In this stage a Maxim MAX508 chip performs the digital-to-analog conversion with 12 bits of resolution. Through on-chip resistors, the DAC can be configured for one of the three output voltage ranges, from 0V to +5V, 0V to +10V, or 0V to ±5V, with a ±15V dual power supply. Digital data *u* (*kT* ) is loaded into the input registers of the DAC in a right-justified (8+4) format. This allows an easy interface with the AT89C52 MCU. The resolution voltage is given by *u* (*t* ) = *V* _{REF} [(*u* (*kT* ))/2^{11} )], where *V* _{REF} is the internal voltage reference equal to +5V, *u* (*kT* ), the input code (calculated by the PI algorithm), and *u* (*t* ) the analog voltage supplied to the motor.^{13} In this application the operation range is from 0 to ±10V.

*Power stage*

The power stage is implemented using a TIP-41C (NPN power transistor) in a “booster” current-amplifier configuration with an operation range from 0 to +10V. In this stage the DAC output current is amplified from 10mA to 6A to provide the current required by the motor. This stage also includes auxiliary circuitry to supply to the motor a negative voltage of -10.47V to return it to its home position. This circuitry is implemented by using a PNP power transistor TIP-42.

- EXTRACTED RECORDS -
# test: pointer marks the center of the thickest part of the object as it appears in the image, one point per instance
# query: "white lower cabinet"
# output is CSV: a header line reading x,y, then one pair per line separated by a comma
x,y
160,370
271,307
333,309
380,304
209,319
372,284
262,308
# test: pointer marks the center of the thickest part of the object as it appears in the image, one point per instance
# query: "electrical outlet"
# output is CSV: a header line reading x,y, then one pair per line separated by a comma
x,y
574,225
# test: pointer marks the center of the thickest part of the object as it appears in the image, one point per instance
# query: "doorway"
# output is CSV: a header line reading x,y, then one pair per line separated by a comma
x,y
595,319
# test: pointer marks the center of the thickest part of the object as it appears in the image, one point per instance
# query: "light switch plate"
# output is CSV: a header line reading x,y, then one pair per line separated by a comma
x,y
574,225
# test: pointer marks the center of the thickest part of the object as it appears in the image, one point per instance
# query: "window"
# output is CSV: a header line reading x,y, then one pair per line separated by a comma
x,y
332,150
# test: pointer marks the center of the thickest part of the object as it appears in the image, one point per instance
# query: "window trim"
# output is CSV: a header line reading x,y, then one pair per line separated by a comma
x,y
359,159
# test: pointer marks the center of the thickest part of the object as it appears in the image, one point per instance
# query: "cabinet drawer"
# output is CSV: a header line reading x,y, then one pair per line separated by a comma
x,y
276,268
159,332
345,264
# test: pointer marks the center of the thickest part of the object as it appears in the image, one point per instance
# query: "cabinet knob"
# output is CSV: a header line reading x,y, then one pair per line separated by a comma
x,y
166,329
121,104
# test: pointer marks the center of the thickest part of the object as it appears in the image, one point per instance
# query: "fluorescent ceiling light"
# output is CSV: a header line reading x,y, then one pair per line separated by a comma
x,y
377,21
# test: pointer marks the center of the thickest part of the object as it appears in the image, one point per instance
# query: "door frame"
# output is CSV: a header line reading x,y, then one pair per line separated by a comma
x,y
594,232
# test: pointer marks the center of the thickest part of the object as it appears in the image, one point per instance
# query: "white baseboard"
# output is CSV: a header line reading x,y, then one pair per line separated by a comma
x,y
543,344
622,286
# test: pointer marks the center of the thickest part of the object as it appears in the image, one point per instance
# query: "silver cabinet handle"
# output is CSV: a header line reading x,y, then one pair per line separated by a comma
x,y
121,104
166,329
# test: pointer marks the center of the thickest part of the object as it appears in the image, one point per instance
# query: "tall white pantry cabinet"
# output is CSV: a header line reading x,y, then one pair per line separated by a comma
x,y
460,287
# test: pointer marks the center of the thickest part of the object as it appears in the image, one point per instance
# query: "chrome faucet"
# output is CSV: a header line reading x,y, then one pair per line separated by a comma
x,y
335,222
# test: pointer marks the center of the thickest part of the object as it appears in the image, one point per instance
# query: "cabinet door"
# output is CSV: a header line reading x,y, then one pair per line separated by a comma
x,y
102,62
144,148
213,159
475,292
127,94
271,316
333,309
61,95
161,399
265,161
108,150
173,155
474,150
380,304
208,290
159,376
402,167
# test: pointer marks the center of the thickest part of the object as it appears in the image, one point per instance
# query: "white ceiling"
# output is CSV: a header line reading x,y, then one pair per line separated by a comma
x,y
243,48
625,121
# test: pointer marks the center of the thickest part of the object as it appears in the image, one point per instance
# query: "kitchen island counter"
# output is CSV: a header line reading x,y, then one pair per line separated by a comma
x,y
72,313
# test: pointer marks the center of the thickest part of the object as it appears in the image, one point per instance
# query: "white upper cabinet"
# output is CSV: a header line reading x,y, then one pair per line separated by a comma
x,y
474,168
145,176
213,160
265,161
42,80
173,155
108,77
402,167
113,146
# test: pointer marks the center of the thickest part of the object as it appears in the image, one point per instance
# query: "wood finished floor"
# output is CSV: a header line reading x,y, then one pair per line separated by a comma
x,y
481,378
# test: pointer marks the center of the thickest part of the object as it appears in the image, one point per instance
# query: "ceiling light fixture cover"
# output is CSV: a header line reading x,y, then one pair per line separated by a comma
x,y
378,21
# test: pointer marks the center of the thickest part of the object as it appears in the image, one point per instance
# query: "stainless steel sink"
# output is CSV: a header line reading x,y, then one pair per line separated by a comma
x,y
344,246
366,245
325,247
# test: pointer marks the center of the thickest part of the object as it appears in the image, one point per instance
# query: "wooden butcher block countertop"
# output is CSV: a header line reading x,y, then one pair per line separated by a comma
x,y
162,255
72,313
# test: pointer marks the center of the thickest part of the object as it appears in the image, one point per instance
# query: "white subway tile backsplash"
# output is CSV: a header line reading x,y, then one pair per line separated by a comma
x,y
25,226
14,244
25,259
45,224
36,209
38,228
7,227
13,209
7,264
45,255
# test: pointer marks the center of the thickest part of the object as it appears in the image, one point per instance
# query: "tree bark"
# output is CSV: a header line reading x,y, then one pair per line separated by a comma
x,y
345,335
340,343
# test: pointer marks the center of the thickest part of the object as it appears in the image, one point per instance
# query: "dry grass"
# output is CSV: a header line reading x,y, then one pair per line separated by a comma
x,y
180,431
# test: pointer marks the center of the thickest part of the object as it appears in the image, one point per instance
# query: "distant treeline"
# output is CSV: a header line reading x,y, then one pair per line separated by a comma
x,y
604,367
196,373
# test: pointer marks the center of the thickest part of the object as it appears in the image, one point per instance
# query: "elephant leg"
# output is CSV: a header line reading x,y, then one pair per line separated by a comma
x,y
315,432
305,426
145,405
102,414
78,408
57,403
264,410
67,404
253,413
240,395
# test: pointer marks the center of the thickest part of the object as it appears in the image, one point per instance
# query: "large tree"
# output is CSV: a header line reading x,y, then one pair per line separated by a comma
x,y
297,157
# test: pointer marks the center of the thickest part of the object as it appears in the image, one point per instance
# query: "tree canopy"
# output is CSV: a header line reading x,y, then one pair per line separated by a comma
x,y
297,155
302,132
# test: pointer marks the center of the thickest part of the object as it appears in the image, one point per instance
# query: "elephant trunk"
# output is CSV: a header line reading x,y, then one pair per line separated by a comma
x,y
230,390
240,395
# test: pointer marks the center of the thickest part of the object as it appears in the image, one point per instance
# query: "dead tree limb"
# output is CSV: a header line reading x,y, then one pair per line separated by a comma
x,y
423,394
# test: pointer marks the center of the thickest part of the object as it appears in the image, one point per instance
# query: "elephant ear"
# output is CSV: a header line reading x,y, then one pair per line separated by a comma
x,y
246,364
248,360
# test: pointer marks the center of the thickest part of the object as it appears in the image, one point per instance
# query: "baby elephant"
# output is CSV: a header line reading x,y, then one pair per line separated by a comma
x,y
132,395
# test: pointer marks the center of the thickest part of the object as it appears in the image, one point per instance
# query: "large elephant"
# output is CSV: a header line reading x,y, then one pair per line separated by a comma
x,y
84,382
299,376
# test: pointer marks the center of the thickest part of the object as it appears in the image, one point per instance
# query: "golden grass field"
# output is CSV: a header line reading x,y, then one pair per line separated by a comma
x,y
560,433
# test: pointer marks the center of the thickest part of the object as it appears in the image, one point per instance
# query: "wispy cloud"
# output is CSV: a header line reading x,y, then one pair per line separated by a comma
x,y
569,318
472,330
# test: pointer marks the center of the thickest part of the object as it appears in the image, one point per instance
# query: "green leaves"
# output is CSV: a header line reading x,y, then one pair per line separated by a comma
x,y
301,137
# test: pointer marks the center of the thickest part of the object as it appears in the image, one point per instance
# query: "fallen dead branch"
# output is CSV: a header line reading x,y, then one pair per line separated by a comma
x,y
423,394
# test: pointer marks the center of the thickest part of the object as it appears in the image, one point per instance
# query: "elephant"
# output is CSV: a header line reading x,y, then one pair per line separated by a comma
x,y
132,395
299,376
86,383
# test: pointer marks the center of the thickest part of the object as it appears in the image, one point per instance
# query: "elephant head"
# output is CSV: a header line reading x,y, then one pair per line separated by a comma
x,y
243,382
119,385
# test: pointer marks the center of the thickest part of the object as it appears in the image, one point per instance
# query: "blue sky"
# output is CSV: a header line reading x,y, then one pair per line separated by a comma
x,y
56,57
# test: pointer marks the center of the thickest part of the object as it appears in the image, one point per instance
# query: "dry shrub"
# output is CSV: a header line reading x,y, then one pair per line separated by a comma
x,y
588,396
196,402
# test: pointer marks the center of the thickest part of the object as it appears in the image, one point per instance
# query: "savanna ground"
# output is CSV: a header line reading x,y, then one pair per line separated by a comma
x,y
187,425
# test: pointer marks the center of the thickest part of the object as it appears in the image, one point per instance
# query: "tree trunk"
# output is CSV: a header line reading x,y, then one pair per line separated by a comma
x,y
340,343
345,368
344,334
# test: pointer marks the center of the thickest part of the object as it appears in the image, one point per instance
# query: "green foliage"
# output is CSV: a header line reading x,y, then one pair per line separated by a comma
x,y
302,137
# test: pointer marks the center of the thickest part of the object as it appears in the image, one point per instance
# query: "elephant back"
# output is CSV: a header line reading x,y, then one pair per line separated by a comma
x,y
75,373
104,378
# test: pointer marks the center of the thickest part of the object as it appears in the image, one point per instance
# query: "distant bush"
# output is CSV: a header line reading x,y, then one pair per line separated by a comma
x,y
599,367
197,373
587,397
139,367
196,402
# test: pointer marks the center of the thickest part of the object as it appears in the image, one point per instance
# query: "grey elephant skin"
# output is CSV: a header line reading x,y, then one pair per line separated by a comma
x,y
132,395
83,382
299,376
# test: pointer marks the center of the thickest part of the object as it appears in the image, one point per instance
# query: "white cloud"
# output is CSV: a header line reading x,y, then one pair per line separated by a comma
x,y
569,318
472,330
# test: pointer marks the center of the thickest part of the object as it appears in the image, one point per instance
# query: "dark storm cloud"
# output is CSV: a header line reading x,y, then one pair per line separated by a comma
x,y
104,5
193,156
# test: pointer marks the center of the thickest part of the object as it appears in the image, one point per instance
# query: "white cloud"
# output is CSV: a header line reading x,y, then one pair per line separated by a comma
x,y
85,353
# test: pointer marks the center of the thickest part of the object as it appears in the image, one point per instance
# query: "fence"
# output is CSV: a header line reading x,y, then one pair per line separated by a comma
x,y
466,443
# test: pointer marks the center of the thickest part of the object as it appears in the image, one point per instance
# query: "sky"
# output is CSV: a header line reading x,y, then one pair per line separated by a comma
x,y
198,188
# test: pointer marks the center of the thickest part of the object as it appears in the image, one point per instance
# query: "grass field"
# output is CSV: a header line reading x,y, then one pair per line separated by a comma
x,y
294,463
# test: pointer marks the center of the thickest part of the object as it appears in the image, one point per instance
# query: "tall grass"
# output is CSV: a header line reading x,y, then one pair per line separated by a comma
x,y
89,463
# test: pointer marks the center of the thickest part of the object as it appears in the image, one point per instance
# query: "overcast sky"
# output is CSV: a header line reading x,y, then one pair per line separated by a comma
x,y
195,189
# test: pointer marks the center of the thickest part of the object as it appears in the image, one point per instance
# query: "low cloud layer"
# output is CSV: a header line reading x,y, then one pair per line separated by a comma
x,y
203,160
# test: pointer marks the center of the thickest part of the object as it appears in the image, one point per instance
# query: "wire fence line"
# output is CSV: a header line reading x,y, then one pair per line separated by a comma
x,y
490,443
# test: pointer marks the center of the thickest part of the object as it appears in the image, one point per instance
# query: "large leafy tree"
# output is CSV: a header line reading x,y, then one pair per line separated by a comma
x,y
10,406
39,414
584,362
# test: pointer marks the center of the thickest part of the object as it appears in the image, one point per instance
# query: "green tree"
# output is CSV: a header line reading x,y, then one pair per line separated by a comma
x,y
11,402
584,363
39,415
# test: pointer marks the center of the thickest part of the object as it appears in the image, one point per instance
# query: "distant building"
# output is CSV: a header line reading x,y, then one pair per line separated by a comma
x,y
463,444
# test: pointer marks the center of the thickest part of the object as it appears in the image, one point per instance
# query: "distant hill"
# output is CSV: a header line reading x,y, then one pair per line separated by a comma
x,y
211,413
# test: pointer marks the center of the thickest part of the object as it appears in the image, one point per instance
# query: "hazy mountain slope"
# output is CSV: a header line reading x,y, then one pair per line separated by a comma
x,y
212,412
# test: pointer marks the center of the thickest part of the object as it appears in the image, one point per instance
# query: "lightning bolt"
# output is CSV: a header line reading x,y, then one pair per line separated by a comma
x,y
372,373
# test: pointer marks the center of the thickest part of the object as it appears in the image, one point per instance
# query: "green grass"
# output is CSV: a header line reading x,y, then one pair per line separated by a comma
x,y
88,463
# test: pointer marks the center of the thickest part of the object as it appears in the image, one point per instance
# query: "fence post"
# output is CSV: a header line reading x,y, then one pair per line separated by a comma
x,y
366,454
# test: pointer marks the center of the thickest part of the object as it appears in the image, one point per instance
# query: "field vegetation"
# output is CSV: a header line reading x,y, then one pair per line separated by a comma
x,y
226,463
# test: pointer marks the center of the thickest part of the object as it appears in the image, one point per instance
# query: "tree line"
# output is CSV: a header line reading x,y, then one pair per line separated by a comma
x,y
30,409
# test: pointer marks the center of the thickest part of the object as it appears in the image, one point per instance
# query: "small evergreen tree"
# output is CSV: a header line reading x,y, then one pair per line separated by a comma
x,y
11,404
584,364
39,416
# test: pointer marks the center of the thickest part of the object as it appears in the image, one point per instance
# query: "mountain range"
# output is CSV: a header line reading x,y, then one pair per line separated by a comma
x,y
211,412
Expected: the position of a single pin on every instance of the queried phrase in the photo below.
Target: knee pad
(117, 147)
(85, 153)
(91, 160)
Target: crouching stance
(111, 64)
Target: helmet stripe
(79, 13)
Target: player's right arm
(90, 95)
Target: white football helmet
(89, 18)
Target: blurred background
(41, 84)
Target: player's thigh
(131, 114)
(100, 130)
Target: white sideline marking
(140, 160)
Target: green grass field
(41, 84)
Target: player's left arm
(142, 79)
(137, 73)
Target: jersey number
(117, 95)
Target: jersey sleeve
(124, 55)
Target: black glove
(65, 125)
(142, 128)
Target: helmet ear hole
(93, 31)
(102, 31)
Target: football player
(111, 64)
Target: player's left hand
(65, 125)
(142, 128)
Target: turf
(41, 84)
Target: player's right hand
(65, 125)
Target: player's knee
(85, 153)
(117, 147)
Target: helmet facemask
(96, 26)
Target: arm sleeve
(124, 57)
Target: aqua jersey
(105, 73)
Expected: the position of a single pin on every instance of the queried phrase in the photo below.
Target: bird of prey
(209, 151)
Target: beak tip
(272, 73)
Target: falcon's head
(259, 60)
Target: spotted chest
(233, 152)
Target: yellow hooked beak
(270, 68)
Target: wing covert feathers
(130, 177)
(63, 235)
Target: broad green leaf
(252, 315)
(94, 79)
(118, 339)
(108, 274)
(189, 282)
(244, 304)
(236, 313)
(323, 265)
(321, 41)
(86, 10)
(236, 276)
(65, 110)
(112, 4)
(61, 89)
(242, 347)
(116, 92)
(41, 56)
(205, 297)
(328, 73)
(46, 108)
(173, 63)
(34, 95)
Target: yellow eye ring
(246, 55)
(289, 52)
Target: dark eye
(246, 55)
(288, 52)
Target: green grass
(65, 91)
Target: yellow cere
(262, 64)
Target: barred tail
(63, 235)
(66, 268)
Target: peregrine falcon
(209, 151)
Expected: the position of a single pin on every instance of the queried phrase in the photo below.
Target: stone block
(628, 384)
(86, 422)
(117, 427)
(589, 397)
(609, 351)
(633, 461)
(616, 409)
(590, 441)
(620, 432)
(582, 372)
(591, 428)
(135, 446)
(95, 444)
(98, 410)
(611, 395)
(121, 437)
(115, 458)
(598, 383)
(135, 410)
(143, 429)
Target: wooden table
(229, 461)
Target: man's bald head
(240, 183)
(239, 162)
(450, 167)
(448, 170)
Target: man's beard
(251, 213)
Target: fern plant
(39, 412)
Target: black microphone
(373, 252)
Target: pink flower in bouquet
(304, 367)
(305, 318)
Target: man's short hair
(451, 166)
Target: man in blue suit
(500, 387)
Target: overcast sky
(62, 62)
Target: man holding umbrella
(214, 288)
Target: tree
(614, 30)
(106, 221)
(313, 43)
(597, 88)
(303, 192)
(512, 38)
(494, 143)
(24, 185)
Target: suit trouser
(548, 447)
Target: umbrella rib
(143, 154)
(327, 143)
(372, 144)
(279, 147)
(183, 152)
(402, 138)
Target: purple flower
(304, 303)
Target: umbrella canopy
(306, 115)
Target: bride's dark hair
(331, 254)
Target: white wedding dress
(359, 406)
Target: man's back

- WORK REQUIRED -
Copy out the entire passage on the DAC and power stages word for word.

- RESPONSE TO THIS EXERCISE -
In this stage a Maxim MAX508 chip performs the digital-to-analog conversion with 12 bits of resolution. Through on-chip resistors, the DAC can be configured for one of the three output voltage ranges, from 0V to +5V, 0V to +10V, or 0V to ±5V, with a ±15V dual power supply. Digital data *u* (*kT* ) is loaded into the input registers of the DAC in a right-justified (8+4) format. This allows an easy interface with the AT89C52 MCU. The resolution voltage is given by *u* (*t* ) = *V* _{REF} [(*u* (*kT* ))/2^{11} )], where *V* _{REF} is the internal voltage reference equal to +5V, *u* (*kT* ), the input code (calculated by the PI algorithm), and *u* (*t* ) the analog voltage supplied to the motor.^{13} In this application the operation range is from 0 to ±10V.

*Power stage*

The power stage is implemented using a TIP-41C (NPN power transistor) in a “booster” current-amplifier configuration with an operation range from 0 to +10V. In this stage the DAC output current is amplified from 10mA to 6A to provide the current required by the motor. This stage also includes auxiliary circuitry to supply to the motor a negative voltage of -10.47V to return it to its home position. This circuitry is implemented by using a PNP power transistor TIP-42.